**ABOUT THIS EXERCISE**.
What you return must match the records exactly, except that the pictures are gone.

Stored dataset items
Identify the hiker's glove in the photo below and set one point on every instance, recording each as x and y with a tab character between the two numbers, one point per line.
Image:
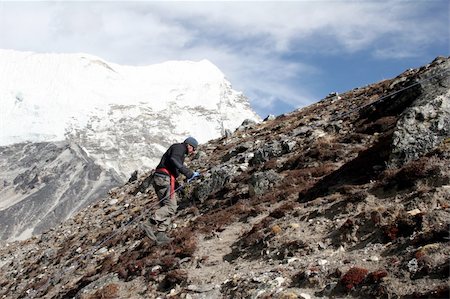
194	175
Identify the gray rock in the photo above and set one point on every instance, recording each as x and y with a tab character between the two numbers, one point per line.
218	177
261	182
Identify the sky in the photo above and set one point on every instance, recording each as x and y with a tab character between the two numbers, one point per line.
283	55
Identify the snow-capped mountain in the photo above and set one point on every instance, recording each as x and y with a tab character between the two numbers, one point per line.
111	110
121	118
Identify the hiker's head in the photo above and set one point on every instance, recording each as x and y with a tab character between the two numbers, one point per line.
191	143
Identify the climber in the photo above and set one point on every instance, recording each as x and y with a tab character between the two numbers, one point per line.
168	169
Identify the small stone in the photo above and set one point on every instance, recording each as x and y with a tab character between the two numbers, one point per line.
374	258
276	229
414	212
305	296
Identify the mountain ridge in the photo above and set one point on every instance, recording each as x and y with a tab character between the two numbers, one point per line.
311	204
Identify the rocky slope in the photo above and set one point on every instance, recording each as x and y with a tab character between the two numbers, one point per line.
117	118
346	198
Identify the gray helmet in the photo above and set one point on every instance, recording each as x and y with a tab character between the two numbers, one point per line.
192	141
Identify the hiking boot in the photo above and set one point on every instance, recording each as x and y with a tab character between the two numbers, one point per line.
162	238
147	228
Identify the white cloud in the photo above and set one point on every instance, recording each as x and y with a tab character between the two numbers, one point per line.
252	42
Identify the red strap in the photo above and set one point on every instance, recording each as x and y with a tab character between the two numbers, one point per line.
172	180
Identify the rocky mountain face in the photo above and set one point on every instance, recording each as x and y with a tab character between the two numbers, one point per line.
109	119
346	198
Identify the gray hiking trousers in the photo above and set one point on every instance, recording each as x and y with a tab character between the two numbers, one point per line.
168	205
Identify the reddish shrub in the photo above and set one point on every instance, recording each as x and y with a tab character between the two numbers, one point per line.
107	292
376	276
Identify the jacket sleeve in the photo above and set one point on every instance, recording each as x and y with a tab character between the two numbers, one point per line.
176	160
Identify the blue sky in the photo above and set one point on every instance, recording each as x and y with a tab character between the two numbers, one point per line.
281	55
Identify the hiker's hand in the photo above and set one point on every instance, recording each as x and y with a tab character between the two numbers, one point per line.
194	175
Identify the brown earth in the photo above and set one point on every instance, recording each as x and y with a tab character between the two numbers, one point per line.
317	203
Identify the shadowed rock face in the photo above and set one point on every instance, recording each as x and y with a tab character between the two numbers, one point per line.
332	200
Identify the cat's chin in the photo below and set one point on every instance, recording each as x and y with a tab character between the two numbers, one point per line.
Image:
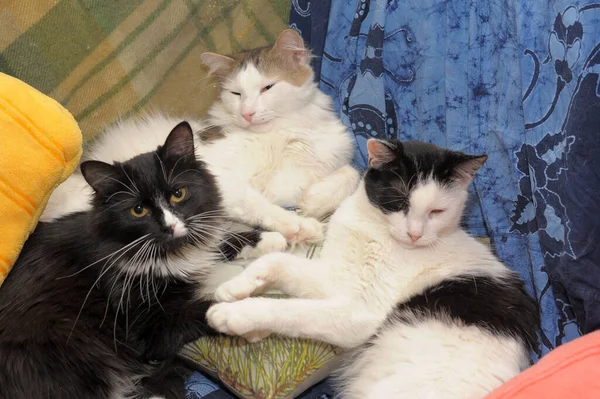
260	127
408	244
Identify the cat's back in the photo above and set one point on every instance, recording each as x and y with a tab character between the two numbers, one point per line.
469	320
48	282
128	138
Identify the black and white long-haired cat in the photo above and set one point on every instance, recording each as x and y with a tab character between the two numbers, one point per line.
428	311
99	300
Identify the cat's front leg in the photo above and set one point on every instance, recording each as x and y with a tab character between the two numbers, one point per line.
251	244
334	321
247	205
327	194
291	274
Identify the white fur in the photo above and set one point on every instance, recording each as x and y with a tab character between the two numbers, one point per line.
177	226
366	267
294	153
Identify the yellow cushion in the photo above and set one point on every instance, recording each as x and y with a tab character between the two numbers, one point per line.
40	146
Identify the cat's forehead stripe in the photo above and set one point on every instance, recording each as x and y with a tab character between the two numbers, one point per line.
273	65
423	195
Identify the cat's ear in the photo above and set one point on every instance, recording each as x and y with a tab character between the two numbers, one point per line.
100	175
217	62
466	167
180	142
381	152
290	42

**RESPONSE FOR THIS EXERCISE**.
Identify the hiker's glove in the photo below and set one point on every instance, recording each as x and y with a tab character between the two numbers, one point per line.
Image:
194	175
Identify the gray rock in the photo above and set one point on every instance, recording each as x and y with a tab character between the two numbers, one point per line.
218	177
261	182
Identify the sky in the photo above and set one point on every instance, recording each as x and y with a tab character between the two numbers, one point per line.
283	55
Identify the snow-capped mountain in the photo above and set one point on every instance, recording each as x and y with a tab character between the two numbers, one point per line.
111	110
121	118
Identify the hiker's head in the photo above and set one point on every instance, recording each as x and y with a tab character between the two numbers, one point per line.
191	143
Identify the climber in the photo above and set one point on every instance, recording each as x and y with a tab character between the two numbers, one point per line.
168	169
Identify the small stone in the photo above and set one point on every instance, recording each as x and y with a tab character between the two numbers, one point per line.
374	258
276	229
414	212
305	296
Identify the mountain ridge in the photo above and set one point on every instance, recording each as x and y with a tab character between the two numbers, one point per line.
311	204
Identify the rocky slope in the photo above and set one point on every instance, recording each as x and y with a tab character between the two numbers, one point per line.
117	118
346	198
Identify the gray helmet in the photo above and set one point on every instance, recording each as x and y with a tab character between the two numbers, one point per line.
192	141
Identify the hiking boot in the photo above and set one point on every instance, recording each as x and y with a tab character between the two numbers, one point per line.
162	238
147	228
Identify the white cloud in the photo above and set one point on every instance, recording each as x and y with a tab character between the two numbers, one point per line.
252	42
Identify the red strap in the photo above and set one point on every instance, recording each as x and y with a tab character between the two numbers, one point per line.
172	180
Identify the rocky mountain face in the photo above and set one point on every instance, recording each as x and y with a tab character between the two numbers, one point per line.
109	119
346	198
Identify the gray hiking trousers in the photo above and set one point on every instance, recording each as x and y with a tab character between the two numbers, one point per line.
168	205
Identify the reddish shrub in the photo above and set one point on every instance, recording each as x and y with a tab character between the two numbers, one point per line.
107	292
376	276
Identify the jacket sleeve in the photo above and set one point on every instance, recording each as x and y with a tab character between the two numbers, one point per line.
176	160
Identify the blue sky in the photo above and set one point on every instance, recording each as x and y with a tab character between the two numbers, one point per line.
281	55
Identify the hiker's hand in the photo above and set one point on every instance, recording each as x and y with a tab character between the two numbers, one point per line.
194	175
Identify the brown earth in the photo above and set one point on every instance, recording each as x and y with a tab character between the two numbers, one point per line.
317	203
Identify the shadowed rock face in the photo above and set one point on every instance, recording each as x and y with a tab character between the two numbers, one point per line.
332	200
Identify the cat's chin in the photo below and set one point on every instance, recording each as x and y with a tab character between the two numbers, one point per line.
Image:
260	127
408	244
Identify the cat's back in the photo above and set one point on every instance, recording each as x and y with a tab character between the two numbers, one point per line.
469	320
48	282
128	138
Identify the black and white long-haired cat in the photo above and set one point on every instance, recording each as x and y with a tab character between the two numbers, one point per line.
428	311
99	300
Identify the cat's front leg in the photo above and set one point on every instance, recording each as x and y with a tab character between the two numbers, one point per line.
251	244
334	321
247	205
327	194
291	274
Identify the white fur in the photo above and set one point on every instance, recording each as x and y with a tab character between the two numbers, one point per line.
177	226
366	267
294	153
Identify the yellow cushion in the photo above and set one point on every instance, recording each as x and y with a tab character between the two numbers, one point per line.
40	146
Identify the cat's forehead stripe in the photo above and set one point on every instance, recording each as x and y with a tab character between the two numbers, one point per line.
273	65
423	195
Identify the cat's ear in the photo above and set one point on every instance, recording each as x and y with a tab character between the two numbers, one point per line.
100	175
217	62
466	167
180	142
381	152
290	42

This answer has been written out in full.